* [What you will do]: Reproduce the passage of the Giants blog post between "Baseball is part" and "ministers were southpaws.", inclusive.

* [Extract to read]:
Thursday, October 28, 2010

The Perfect Game

While I’m writing this, I’m also watching my beloved San Francisco Giants play the second game of the 2010 World Series in my favourite American city. Unlike any other major league professional sports, baseball is a game where a person can sit at his laptop and spew forth musings and still enjoy every minute of the game. Some sports like football are likened to war while baseball is more often compared to life; long periods of calm interrupted by short spurts of chaos. It is these bits of chaos are from which lifelong memories are made. I still get goose bumps every time I hear the call of Bobby Thompson’s home run in 1950 (aka – “The Shot Heard ‘Round the World”); radio announcer, Russ Hodges screaming “The Giants win the pennant!... The Giants win the pennant!!” There are iconic photographs of great baseball moments; the one burned most in mind of my all-time sports hero, Willie Mays making the famous bucket catch against the outfield wall with his back turned to home plate. – The photo shown here hangs in the lobby of AT&T Park.
Baseball is part of North American pop culture. The classic American narrative poem “Casey At The Bat” is a perfect example of baseball reflecting life because not everything has a storybook finish; the Mighty Casey struck out. Baseball has been the back drop of so many movies including my favourite “A League of Their Own” about the All-American Girls Professional Baseball League. “There is no crying in baseball.” Presidents traditionally start off the season by throwing out the first pitch. Point of Pride – A largely disproportionate number of American presidents and Canadian prime ministers were southpaws.
Why am I a Giants fan? Good question. Every young sports fan chooses his/her team and it remains their team for the rest of their lives. Quite often it’s chosen geographically, either the city they live in or near or a city they have visited. Sometimes we inherit our team from our fathers. In my case it was neither. My dad and older brother were Dodger fans. My dad still is to this day. I did not even come close to visiting San Francisco until I was twenty-one. My love for the team came because my favourite all-time ballplayer is #24 Willie Mays; he always seemed to play with child like enthusiasm. As a boy I knew all the Giants; Willie, Juan Marichal, Gaylord Perry, Bobby Bonds and the Alou brothers: Matti, Phillipe and Jesus. I cheered for all the orange and black over the years, from Vida Blue, to Matt Clark to today’s Giants, Tim Lincecum, Cody Ross, Juan Uribe, Buster Posey et al. And yes, I even cheered for Barry Bonds as he slugged away to the all-time home run record.  I’ve even almost forgiven Jeff Kent for non-performance in the 2002 World Series.
I finally got to see my Giants play live in 2006 at AT&T Park when my wife, Lorraine, and I took a trip to San Francisco to celebrate our landmark birthdays that year. Lorraine was not necessarily a big sports fan but she loved the tour we took of the park and attending the game that same night. Sadly, this was the last trip we took together but she did leave this world a Giants fan. :-)

* [Source data]:

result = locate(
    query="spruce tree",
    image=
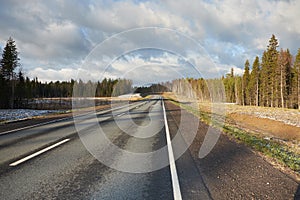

* [Written reply]:
Baseball is part of North American pop culture. The classic American narrative poem “Casey At The Bat” is a perfect example of baseball reflecting life because not everything has a storybook finish; the Mighty Casey struck out. Baseball has been the back drop of so many movies including my favourite “A League of Their Own” about the All-American Girls Professional Baseball League. “There is no crying in baseball.” Presidents traditionally start off the season by throwing out the first pitch. Point of Pride – A largely disproportionate number of American presidents and Canadian prime ministers were southpaws.